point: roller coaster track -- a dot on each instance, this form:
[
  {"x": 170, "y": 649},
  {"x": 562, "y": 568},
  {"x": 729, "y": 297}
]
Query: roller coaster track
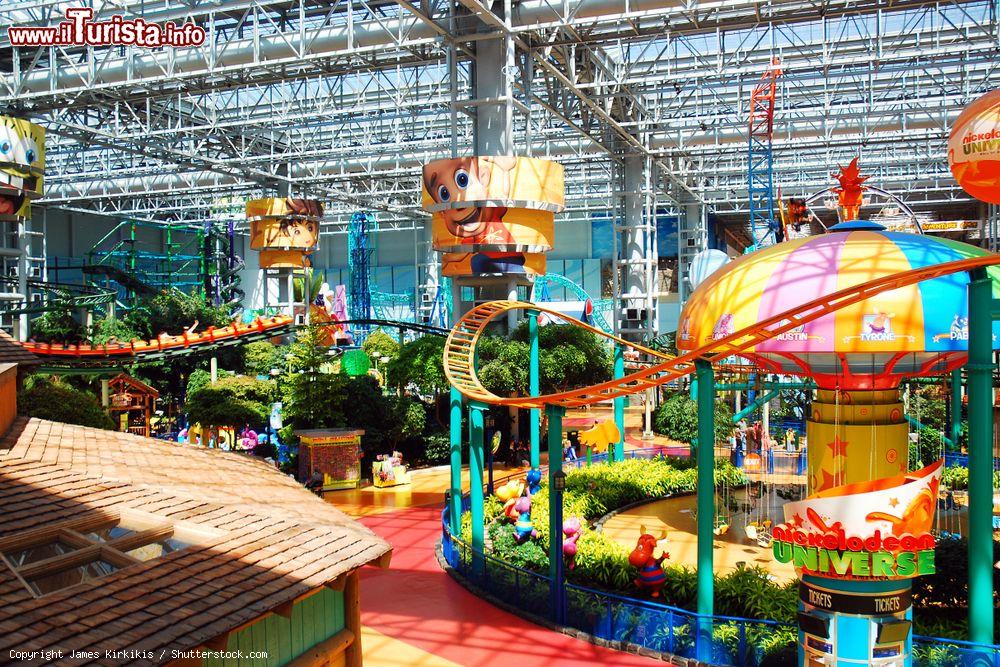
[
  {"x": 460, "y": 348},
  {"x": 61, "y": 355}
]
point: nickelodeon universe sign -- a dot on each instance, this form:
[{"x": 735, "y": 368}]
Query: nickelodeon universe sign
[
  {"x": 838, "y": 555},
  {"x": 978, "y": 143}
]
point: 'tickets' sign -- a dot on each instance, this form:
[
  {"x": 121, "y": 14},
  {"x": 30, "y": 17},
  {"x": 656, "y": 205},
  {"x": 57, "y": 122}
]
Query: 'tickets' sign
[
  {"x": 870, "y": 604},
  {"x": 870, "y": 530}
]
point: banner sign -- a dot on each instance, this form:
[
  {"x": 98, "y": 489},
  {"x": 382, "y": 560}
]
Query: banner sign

• • • • • • •

→ Your goal: Update the lines above by replacing every "Query" with "Label" and changing nothing else. Leave the pictures out of your answer.

→ Complete output:
point: roller coaster track -- a dot on each instance, this form:
[
  {"x": 170, "y": 649},
  {"x": 562, "y": 568},
  {"x": 729, "y": 297}
]
Label: roller coaster track
[
  {"x": 460, "y": 348},
  {"x": 61, "y": 355}
]
point: nickelodeon universe sign -- a dot on each instance, this form:
[{"x": 735, "y": 368}]
Label: nickelodeon universe sign
[
  {"x": 838, "y": 555},
  {"x": 978, "y": 143}
]
point: 'tickets' sign -- a dot on each instance, this form:
[
  {"x": 121, "y": 14},
  {"x": 30, "y": 17},
  {"x": 656, "y": 205},
  {"x": 57, "y": 122}
]
Label: 'tickets' sign
[
  {"x": 870, "y": 604},
  {"x": 870, "y": 530}
]
point: banner sign -- a dot on each instance, this form:
[
  {"x": 98, "y": 489},
  {"x": 382, "y": 560}
]
Label: banner sign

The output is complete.